• [EXERCISE]: Locate every line in the records below that contains the string "cloud", treating uppercase and lowercase as different, and copy each of those lines.

* start DATASET ENTRIES *

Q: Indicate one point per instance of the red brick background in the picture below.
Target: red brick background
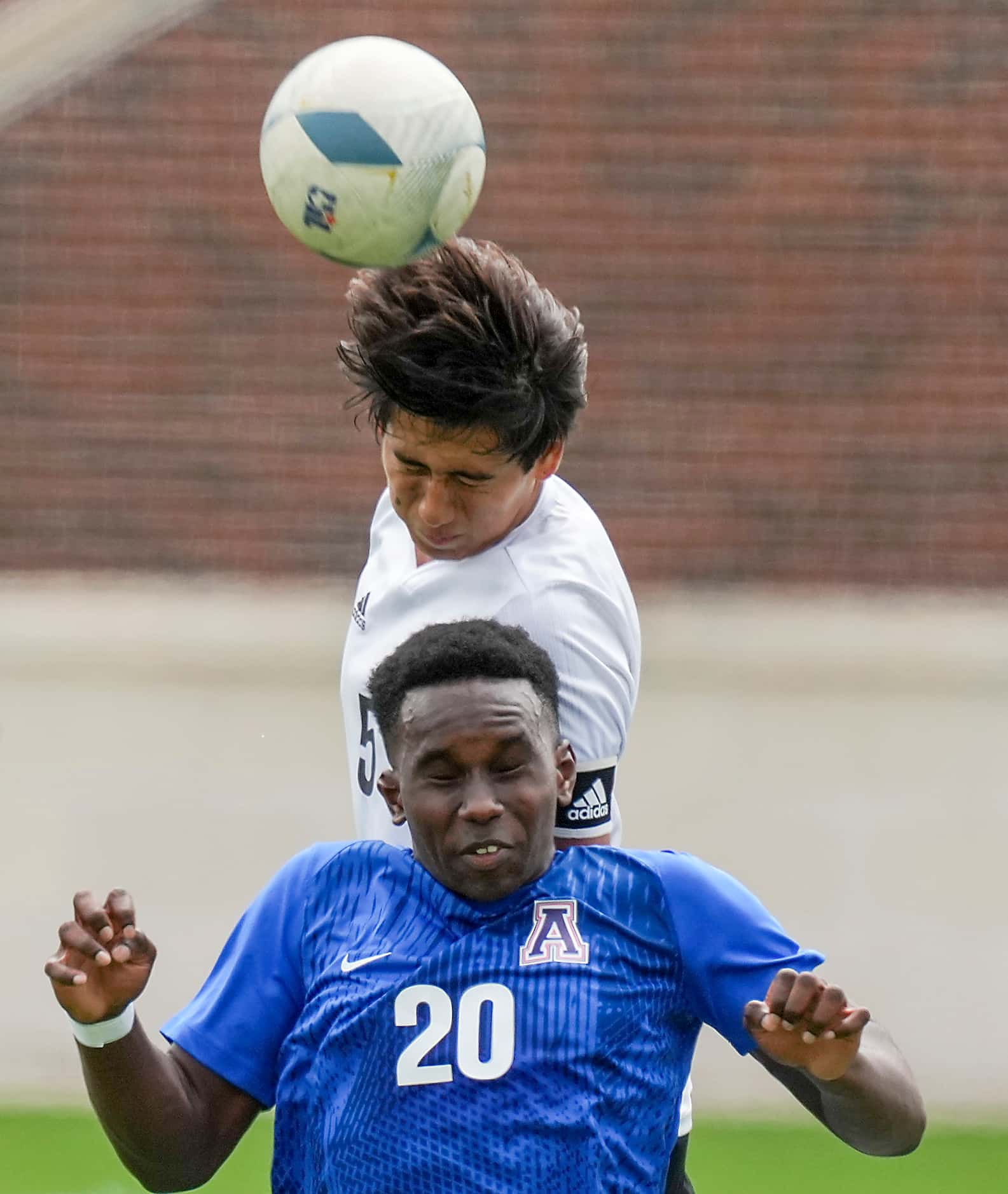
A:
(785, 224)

* end DATASET ENTRIES *
* start DATASET ENTRIES *

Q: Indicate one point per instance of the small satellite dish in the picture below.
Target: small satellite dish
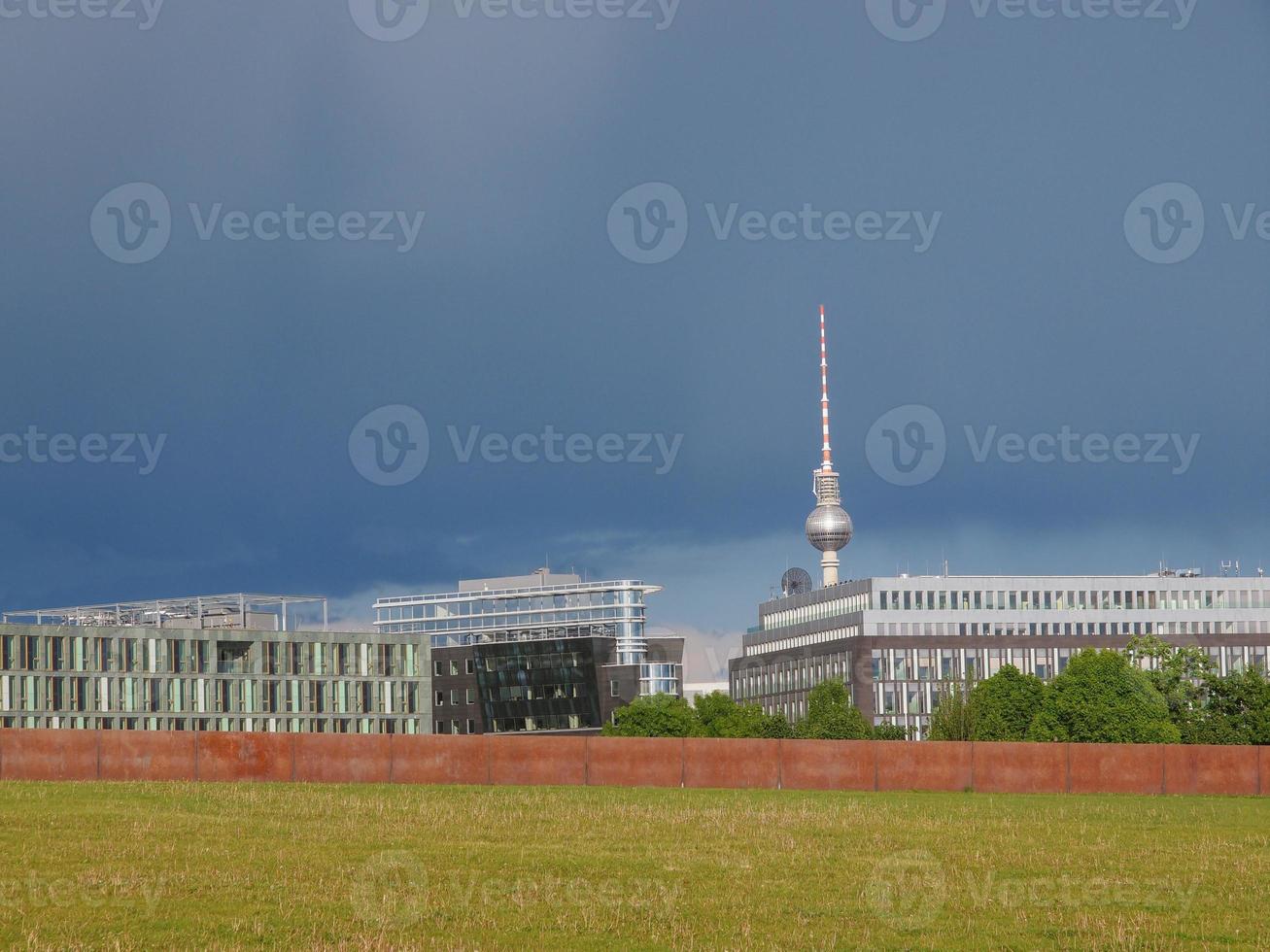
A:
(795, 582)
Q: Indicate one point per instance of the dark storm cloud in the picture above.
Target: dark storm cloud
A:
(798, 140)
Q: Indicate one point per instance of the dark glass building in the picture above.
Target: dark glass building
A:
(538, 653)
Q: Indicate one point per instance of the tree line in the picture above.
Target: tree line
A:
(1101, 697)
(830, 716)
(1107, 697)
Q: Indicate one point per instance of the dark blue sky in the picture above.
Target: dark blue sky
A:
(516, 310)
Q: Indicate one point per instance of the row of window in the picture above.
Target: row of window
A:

* end DATASET ENTRIES *

• [THE OUTPUT]:
Q: Indicate one point per instance of the dark storm cloud in the picture above.
Target: dark storm cloud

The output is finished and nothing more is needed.